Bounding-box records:
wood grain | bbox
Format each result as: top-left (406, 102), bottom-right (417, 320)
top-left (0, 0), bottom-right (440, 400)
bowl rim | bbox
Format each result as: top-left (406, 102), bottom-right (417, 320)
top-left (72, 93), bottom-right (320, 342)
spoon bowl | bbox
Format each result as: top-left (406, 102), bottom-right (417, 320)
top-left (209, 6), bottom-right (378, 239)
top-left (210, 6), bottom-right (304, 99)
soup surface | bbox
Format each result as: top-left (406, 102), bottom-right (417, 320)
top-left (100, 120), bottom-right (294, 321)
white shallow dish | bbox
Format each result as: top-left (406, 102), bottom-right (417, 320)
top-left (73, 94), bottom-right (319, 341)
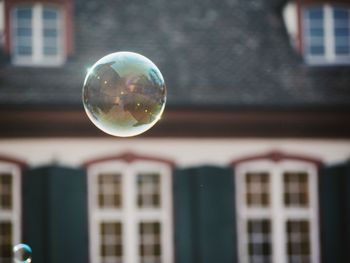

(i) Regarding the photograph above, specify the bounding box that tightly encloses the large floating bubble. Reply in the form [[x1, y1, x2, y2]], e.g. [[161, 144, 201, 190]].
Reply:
[[83, 52, 166, 137], [13, 244, 32, 263]]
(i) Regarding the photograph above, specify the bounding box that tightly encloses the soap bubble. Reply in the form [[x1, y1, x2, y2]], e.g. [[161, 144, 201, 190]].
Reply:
[[13, 244, 32, 263], [83, 52, 166, 137]]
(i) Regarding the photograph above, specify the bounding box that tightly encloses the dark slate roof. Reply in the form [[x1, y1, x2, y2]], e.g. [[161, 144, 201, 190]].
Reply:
[[0, 0, 350, 109]]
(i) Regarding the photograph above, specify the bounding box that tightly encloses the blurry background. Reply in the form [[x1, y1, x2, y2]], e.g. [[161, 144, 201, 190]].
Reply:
[[0, 0, 350, 263]]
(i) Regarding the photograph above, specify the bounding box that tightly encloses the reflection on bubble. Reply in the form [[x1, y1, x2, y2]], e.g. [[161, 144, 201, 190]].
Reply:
[[13, 244, 32, 263], [83, 52, 166, 137]]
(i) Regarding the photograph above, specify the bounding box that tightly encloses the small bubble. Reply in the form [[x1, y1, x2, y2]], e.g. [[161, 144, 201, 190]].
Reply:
[[13, 244, 32, 263]]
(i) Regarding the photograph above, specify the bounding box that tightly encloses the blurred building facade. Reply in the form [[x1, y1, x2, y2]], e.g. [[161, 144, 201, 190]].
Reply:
[[0, 0, 350, 263]]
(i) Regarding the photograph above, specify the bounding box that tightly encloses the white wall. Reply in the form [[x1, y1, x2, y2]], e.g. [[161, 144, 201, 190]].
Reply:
[[0, 138, 350, 167]]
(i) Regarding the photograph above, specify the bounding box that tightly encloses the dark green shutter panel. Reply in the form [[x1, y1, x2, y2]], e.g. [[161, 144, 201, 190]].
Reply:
[[319, 163, 350, 263], [22, 168, 49, 263], [23, 167, 88, 263], [174, 166, 236, 263]]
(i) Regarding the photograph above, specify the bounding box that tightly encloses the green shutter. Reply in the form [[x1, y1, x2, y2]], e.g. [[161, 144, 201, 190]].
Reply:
[[23, 167, 88, 263], [22, 168, 49, 263], [174, 166, 236, 263], [319, 163, 350, 263]]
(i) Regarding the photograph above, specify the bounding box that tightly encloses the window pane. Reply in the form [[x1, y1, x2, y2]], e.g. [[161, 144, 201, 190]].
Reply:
[[0, 174, 12, 210], [307, 7, 323, 20], [0, 222, 12, 263], [100, 222, 123, 263], [16, 7, 32, 20], [13, 7, 33, 56], [137, 173, 161, 208], [43, 7, 59, 56], [43, 7, 58, 20], [334, 28, 349, 37], [304, 7, 325, 56], [333, 8, 349, 20], [98, 174, 122, 208], [283, 172, 309, 207], [44, 28, 57, 38], [44, 47, 57, 56], [139, 222, 162, 263], [335, 47, 350, 55], [16, 28, 32, 37], [248, 219, 272, 263], [287, 220, 311, 263], [246, 172, 270, 207]]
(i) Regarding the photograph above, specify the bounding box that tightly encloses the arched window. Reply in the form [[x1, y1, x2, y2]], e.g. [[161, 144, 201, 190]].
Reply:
[[11, 3, 65, 66], [304, 4, 350, 64], [0, 156, 24, 263], [87, 155, 173, 263], [235, 154, 319, 263]]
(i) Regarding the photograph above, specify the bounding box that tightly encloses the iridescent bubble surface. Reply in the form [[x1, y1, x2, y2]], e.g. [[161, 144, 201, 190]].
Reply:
[[13, 244, 32, 263], [83, 52, 166, 137]]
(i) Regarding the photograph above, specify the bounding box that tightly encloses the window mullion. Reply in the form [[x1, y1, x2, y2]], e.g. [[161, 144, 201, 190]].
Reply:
[[323, 5, 335, 61], [271, 167, 287, 263], [123, 168, 139, 262], [32, 4, 43, 62]]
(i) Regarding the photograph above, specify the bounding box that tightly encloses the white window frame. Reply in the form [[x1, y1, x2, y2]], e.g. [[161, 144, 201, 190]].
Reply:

> **Given task**: Copy out every line from the one containing "the dark green" down to the one containing "154, 319, 263]]", including both of those lines.

> **Problem solution**:
(i) Regarding the photograph above, specify the bounding box that tightly encloses the dark green shutter panel. Reply in the form [[x1, y1, x2, y2]], e.g. [[161, 144, 201, 190]].
Reply:
[[319, 163, 350, 263], [22, 168, 49, 263], [23, 167, 88, 263], [174, 166, 236, 263]]
(i) Regarding the photograph above, specify the bounding box that tightly encloses the green shutter. Reply in the form [[x1, y1, x2, y2]], e.g. [[161, 144, 201, 190]].
Reply:
[[23, 167, 88, 263], [22, 168, 49, 263], [174, 166, 236, 263], [319, 163, 350, 263]]
(i) Regarding the photograph above, specify the bounding box that tightly encloses the window pane. Reply in the form [[x1, y1, x2, y2]], e.g. [[161, 144, 201, 190]].
Reply:
[[0, 174, 12, 210], [307, 7, 323, 20], [0, 222, 12, 263], [100, 222, 123, 263], [16, 7, 32, 20], [13, 7, 33, 56], [137, 173, 161, 208], [43, 7, 59, 56], [43, 7, 58, 20], [334, 28, 349, 37], [304, 7, 325, 56], [333, 8, 349, 20], [98, 174, 122, 208], [283, 172, 309, 207], [44, 28, 57, 38], [44, 47, 57, 56], [139, 222, 162, 263], [335, 47, 350, 55], [16, 28, 32, 37], [248, 219, 272, 263], [287, 220, 311, 263], [246, 172, 270, 207]]
(i) Regarding the photograph above, specify the bounding box that tightly encloses the arched window. Reply in the form [[x1, y1, x2, y2]], e.g. [[161, 144, 201, 190]].
Reply:
[[11, 3, 65, 66], [304, 4, 350, 64], [0, 156, 24, 263], [87, 155, 173, 263], [235, 154, 319, 263]]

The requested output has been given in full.